** Excerpted text **
Summary of the invention

According to one aspect of the present invention there is provided a method of analysing the structure of a sample comprising

(i) identifying a sample;

(ii) illuminating said sample with a pulse of a broad beam of electromagnetic radiation;

(iii) detecting at least one property of said beam subsequent to illuminating the sample; and

(iv) referencing said at least one property of the beam to derive structural information relating to the sample.

There is provided a method of analysing the structure of a sample. The method in particular enables the analysis of the three dimensional structure of a sample, including structural features of surfaces and layers of the sample.

In one preferred aspect, the sample is a solid dosage form such as a tablet or a capsule, such as of a pharmaceutical. In other aspects, the sample is in the form of a powder or suspension. In other aspects, the sample is a (e.g. pharmaceutical) dosage form within packaging (e.g. powdered medicament in a blister pack). In other aspects, the sample is another suitable sample for analysis including food, packaging and other solid or suspension forms. In embodiments, the method is employed to detect product defects including for example, tablet capping. The method may also be used to analyse (e.g. measure) the integrity and behaviour of multilayer tablets. Data obtained is characteristic of chemical and physical differences in the samples.

In embodiments, the method is used to analyse the thickness and/or packing of powders or suspensions (e.g. of medicament products, such as inhalable medicament products).

** Dataset excerpts **
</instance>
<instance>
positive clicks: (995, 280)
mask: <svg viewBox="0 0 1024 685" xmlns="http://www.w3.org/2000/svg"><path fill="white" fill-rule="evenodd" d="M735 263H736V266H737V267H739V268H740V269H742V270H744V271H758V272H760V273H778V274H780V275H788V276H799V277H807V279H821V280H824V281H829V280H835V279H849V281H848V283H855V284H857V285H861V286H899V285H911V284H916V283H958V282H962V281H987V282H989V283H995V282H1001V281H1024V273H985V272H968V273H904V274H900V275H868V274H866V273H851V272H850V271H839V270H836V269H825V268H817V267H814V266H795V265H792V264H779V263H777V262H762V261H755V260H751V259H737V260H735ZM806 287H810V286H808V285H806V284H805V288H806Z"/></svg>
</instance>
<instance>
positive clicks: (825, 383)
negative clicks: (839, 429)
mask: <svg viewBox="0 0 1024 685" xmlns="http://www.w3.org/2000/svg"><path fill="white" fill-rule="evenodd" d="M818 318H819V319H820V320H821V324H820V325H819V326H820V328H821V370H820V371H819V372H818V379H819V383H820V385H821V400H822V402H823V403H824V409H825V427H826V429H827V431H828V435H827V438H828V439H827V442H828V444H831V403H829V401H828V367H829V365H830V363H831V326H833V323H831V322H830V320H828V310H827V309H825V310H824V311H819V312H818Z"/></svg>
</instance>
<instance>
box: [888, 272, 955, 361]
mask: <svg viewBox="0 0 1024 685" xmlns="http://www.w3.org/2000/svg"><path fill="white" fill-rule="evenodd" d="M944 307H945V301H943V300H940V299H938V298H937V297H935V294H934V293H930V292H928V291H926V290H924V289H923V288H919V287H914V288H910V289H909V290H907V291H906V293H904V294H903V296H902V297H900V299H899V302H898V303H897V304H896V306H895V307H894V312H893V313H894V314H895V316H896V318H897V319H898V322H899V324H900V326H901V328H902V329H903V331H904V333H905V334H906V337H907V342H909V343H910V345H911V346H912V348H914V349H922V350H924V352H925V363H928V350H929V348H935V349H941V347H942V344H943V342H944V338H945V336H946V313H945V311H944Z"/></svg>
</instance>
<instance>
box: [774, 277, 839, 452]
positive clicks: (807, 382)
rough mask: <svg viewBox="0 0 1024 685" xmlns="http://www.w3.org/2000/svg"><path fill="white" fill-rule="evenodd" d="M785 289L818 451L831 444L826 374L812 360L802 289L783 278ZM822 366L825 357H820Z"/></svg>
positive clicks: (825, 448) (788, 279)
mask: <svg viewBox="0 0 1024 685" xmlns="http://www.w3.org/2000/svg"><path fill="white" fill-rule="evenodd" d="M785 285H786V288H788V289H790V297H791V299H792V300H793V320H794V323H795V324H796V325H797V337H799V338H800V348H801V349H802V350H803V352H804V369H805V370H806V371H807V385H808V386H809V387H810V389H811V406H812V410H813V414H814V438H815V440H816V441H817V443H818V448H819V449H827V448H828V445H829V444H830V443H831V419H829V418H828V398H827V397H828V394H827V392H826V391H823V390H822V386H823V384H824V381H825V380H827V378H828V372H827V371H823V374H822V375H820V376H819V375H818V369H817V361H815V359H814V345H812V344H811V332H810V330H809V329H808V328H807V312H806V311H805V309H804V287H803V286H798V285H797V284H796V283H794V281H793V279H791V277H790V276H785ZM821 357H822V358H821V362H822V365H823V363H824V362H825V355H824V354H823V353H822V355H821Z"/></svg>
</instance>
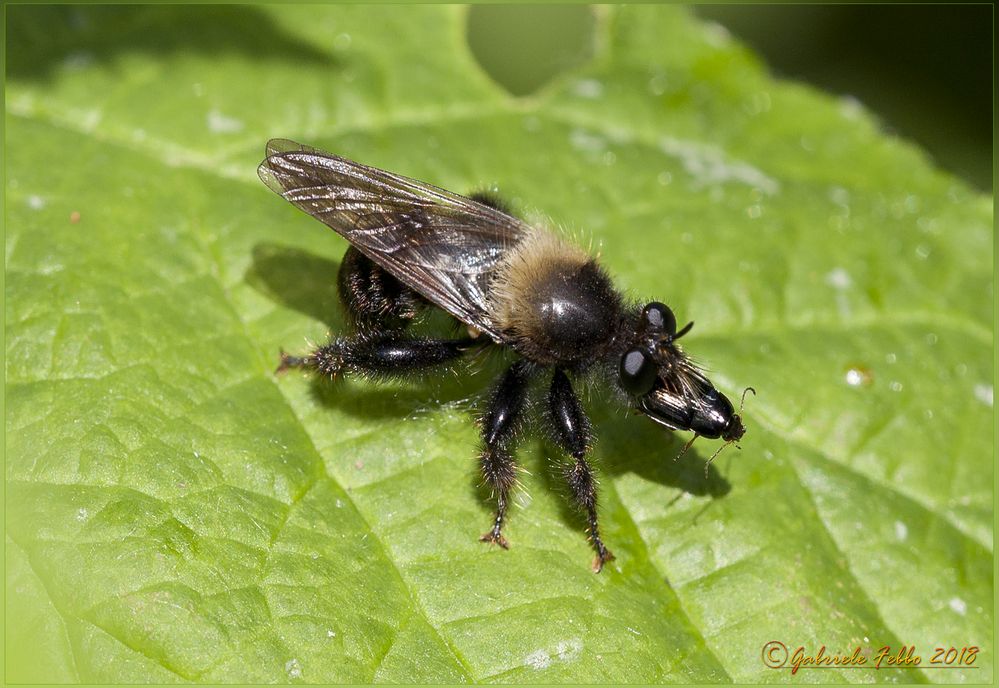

** List of tasks **
1 > List the numbered steps of the method set out in the summary of the invention.
2 > According to the summary of the invention, what product defect can the method detect?
3 > Carry on the summary of the invention from its last sentence.
The records come from a separate source.

** Answers by task **
1 >
(i) identifying a sample
(ii) illuminating said sample with a pulse of a broad beam of electromagnetic radiation
(iii) detecting at least one property of said beam subsequent to illuminating the sample
(iv) referencing said at least one property of the beam to derive structural information relating to the sample

2 > Tablet capping.

3 >
The method involves the step of identifying a sample for analysis. The identification of the sample is required only in order that the pulse of broad beam electromagnetic radiation may be suitably directed or aligned with the sample. Where the sample is one of many on a production line, the identification may involve identifying the sample pathway on the production line, again for suitable direction or aligning of the beam. In embodiments, the identifying step may involve the identification of a particular point of interest on the sample, which point of interest may, in embodiments, comprise all of the sample that is able to be illuminated by the beam, which may be the whole sample or a part of the sample, and which may depend on how the sample is presented to the beam.

The method involves the step of illuminating the sample with a pulse of broad beam electromagnetic radiation. The width of the broad beam is selected in part by reference to the sample and of any point of interest thereon. Suitably the beam width is comparable to one or more dimensions of the sample itself. The optimal beam width will be determined by what features are to be measured and the effect of surface curvature. Beam width may be controlled by optical setup of the detecting apparatus including for example, focus point, and optical F-number etc. The exact beam width for a particular sample type would be determined by investigation.

In embodiments, the width of the broad beam is comparable (e.g. approximately equal to) to that of a dimension of interest (e.g. width, length, diameter) of the sample, which may in embodiments be the maximum dimension thereof. Thus, the width of the broad beam is typically from 10 to 200%, particularly from 30 to 150%, such as from 80 to 120% of the relevant dimension (e.g. the maximum dimension) of the sample. Thus, for example if the sample to be analysed is a tablet of diameter 10mm, the beam may itself have a beam width of from 1 mm to up to 20mm, particularly from 3mm to 15mm, such as from 8 to 12mm. Such broad beam width compares to the narrow beams used in 3D-mapping methods, in which narrowly- focused beams are employed.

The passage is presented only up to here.